### GIVEN ENTRIES
<<<<
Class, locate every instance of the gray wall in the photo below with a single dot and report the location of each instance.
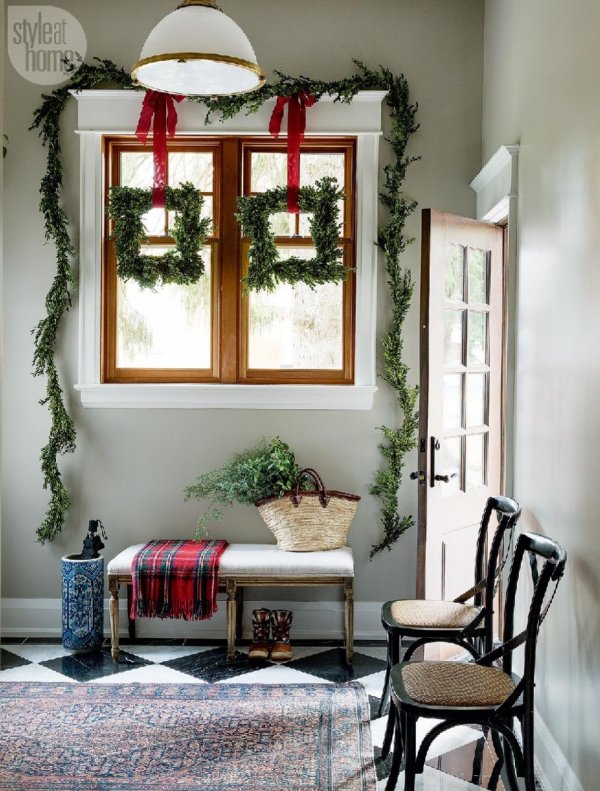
(541, 89)
(130, 466)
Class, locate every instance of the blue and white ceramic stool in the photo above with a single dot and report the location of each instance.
(82, 603)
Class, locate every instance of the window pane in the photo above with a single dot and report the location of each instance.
(193, 166)
(305, 220)
(478, 276)
(314, 167)
(282, 224)
(452, 401)
(476, 399)
(455, 272)
(475, 460)
(137, 169)
(453, 337)
(207, 211)
(296, 327)
(477, 342)
(154, 222)
(269, 169)
(166, 328)
(451, 465)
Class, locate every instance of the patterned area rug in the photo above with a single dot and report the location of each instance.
(148, 737)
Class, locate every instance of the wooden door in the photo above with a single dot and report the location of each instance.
(461, 432)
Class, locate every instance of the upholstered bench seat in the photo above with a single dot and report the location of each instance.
(252, 559)
(244, 565)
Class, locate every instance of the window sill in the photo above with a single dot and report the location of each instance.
(209, 396)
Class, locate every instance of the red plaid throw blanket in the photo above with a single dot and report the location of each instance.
(176, 579)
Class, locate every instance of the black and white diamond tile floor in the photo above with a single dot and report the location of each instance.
(450, 759)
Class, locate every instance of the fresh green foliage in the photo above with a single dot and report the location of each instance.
(62, 429)
(268, 470)
(184, 265)
(266, 270)
(396, 442)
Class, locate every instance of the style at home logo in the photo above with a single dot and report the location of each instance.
>>>>
### PROBLEM REQUIREMENTS
Please copy out, word for word, every line of the records from the line containing "Class, locate every instance of the black" through the last line of the records, including both.

### ANSWER FOR THE TASK
Class, locate every instance of the black and white diamond tile floor in the photo above with a single dot and report the location of each instance.
(450, 759)
Class, locate every instance of the fresh green foliage in the photo above with a single dot and report the location of each instance.
(62, 429)
(268, 470)
(184, 265)
(266, 270)
(396, 442)
Class, locate every instance of the style at home logo in the photo above with a single dot and report the location of each instance.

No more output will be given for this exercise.